What the task asks
Sort through the listing below and keep each line with the word "orange". Copy those.
### Data section
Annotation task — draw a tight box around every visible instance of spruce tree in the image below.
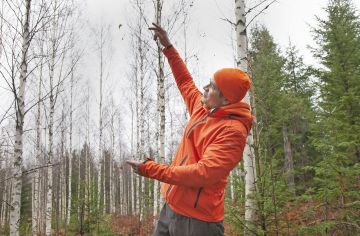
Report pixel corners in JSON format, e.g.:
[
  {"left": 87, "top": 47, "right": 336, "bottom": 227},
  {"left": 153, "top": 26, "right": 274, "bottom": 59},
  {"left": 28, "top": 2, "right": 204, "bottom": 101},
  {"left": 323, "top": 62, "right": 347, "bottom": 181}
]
[
  {"left": 307, "top": 0, "right": 360, "bottom": 234},
  {"left": 249, "top": 26, "right": 289, "bottom": 235}
]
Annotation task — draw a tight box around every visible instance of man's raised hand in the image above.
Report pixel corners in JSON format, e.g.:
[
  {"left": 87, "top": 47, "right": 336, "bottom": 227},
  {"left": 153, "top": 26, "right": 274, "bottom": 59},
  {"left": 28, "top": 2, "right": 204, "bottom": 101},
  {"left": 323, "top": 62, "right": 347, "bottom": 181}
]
[{"left": 148, "top": 23, "right": 172, "bottom": 48}]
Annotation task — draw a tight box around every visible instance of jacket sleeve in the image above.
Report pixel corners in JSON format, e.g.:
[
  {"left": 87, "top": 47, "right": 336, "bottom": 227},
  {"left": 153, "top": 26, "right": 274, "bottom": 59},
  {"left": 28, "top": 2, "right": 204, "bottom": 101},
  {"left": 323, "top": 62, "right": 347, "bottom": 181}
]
[
  {"left": 163, "top": 46, "right": 202, "bottom": 116},
  {"left": 139, "top": 127, "right": 246, "bottom": 188}
]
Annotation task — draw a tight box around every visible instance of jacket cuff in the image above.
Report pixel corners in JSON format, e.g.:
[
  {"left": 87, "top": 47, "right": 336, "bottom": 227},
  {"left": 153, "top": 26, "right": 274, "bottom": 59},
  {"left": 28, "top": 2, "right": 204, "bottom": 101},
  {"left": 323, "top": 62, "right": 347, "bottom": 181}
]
[
  {"left": 162, "top": 45, "right": 176, "bottom": 55},
  {"left": 139, "top": 158, "right": 154, "bottom": 176}
]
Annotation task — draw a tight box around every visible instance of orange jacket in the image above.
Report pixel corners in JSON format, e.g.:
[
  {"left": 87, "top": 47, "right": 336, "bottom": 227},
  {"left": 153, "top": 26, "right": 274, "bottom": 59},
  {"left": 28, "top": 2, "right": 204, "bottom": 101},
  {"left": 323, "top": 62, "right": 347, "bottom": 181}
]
[{"left": 139, "top": 46, "right": 253, "bottom": 222}]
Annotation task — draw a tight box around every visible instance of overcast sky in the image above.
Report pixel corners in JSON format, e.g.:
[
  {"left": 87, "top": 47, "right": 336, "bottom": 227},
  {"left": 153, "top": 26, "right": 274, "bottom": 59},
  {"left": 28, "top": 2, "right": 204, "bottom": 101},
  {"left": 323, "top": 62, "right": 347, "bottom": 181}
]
[{"left": 80, "top": 0, "right": 360, "bottom": 90}]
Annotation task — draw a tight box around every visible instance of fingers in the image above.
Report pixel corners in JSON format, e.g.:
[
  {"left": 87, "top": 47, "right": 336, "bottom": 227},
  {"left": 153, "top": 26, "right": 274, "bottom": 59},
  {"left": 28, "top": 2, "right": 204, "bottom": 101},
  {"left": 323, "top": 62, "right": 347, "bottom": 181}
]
[
  {"left": 149, "top": 22, "right": 164, "bottom": 32},
  {"left": 126, "top": 160, "right": 142, "bottom": 174},
  {"left": 126, "top": 160, "right": 137, "bottom": 168}
]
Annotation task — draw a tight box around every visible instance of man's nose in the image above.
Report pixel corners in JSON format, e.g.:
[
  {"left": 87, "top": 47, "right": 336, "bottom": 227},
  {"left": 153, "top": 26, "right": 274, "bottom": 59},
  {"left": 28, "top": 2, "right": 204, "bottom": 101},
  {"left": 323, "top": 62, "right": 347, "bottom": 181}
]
[{"left": 203, "top": 84, "right": 209, "bottom": 91}]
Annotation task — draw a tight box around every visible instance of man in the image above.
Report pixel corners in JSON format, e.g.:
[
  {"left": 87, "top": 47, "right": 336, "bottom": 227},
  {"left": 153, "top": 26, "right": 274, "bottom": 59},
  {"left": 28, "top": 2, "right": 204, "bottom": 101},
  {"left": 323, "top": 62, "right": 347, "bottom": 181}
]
[{"left": 127, "top": 23, "right": 253, "bottom": 236}]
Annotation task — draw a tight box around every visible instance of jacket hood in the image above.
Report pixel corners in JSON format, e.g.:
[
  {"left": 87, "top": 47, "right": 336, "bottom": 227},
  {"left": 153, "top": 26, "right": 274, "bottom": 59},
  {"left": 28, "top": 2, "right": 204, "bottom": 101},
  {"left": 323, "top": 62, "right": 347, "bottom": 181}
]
[{"left": 208, "top": 101, "right": 254, "bottom": 133}]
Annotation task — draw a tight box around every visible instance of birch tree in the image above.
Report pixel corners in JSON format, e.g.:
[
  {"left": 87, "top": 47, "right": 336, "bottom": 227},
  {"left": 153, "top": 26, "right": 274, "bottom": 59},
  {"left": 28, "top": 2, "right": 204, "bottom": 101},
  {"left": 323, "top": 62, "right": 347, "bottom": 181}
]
[
  {"left": 153, "top": 0, "right": 164, "bottom": 216},
  {"left": 66, "top": 57, "right": 75, "bottom": 227},
  {"left": 234, "top": 1, "right": 257, "bottom": 233},
  {"left": 8, "top": 0, "right": 32, "bottom": 234},
  {"left": 32, "top": 35, "right": 44, "bottom": 235}
]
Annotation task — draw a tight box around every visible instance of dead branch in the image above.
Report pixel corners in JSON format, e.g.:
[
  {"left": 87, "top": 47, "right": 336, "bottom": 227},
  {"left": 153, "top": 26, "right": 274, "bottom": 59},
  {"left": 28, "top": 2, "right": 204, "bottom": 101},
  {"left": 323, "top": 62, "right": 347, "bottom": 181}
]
[{"left": 246, "top": 0, "right": 277, "bottom": 30}]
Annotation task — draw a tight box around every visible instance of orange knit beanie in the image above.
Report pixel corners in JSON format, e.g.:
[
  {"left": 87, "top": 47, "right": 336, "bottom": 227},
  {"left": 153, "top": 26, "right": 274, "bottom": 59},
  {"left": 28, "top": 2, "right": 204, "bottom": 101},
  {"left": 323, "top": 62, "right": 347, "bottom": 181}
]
[{"left": 213, "top": 68, "right": 251, "bottom": 104}]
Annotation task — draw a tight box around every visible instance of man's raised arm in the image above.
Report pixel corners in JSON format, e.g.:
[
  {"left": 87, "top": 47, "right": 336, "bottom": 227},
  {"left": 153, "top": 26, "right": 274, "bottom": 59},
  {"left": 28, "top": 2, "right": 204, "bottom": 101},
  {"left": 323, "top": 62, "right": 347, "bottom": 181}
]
[{"left": 149, "top": 23, "right": 202, "bottom": 116}]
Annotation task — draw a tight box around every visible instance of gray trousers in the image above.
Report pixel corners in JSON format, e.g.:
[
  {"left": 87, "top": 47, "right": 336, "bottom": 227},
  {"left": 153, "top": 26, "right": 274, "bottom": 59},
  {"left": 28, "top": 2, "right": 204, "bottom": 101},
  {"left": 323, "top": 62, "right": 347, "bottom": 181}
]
[{"left": 153, "top": 204, "right": 224, "bottom": 236}]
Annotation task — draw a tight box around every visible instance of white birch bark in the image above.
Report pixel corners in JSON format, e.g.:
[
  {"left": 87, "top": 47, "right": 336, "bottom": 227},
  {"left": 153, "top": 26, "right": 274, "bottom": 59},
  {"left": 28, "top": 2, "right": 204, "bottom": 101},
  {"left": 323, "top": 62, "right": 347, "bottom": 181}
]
[
  {"left": 230, "top": 171, "right": 235, "bottom": 201},
  {"left": 66, "top": 70, "right": 74, "bottom": 225},
  {"left": 45, "top": 1, "right": 59, "bottom": 233},
  {"left": 139, "top": 64, "right": 145, "bottom": 220},
  {"left": 135, "top": 51, "right": 140, "bottom": 217},
  {"left": 130, "top": 102, "right": 135, "bottom": 214},
  {"left": 32, "top": 45, "right": 43, "bottom": 235},
  {"left": 60, "top": 106, "right": 67, "bottom": 222},
  {"left": 85, "top": 84, "right": 90, "bottom": 219},
  {"left": 1, "top": 144, "right": 10, "bottom": 228},
  {"left": 9, "top": 0, "right": 31, "bottom": 234},
  {"left": 0, "top": 0, "right": 3, "bottom": 61},
  {"left": 77, "top": 135, "right": 81, "bottom": 220},
  {"left": 110, "top": 102, "right": 115, "bottom": 213},
  {"left": 154, "top": 0, "right": 165, "bottom": 217},
  {"left": 45, "top": 43, "right": 55, "bottom": 236},
  {"left": 97, "top": 27, "right": 104, "bottom": 216},
  {"left": 235, "top": 0, "right": 257, "bottom": 233}
]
######
Solution for this task
Annotation task — draw a tight box around every visible instance of orange jacket in the image above.
Annotation task — draw a tight box around every visible instance of orange knit beanie in the image above.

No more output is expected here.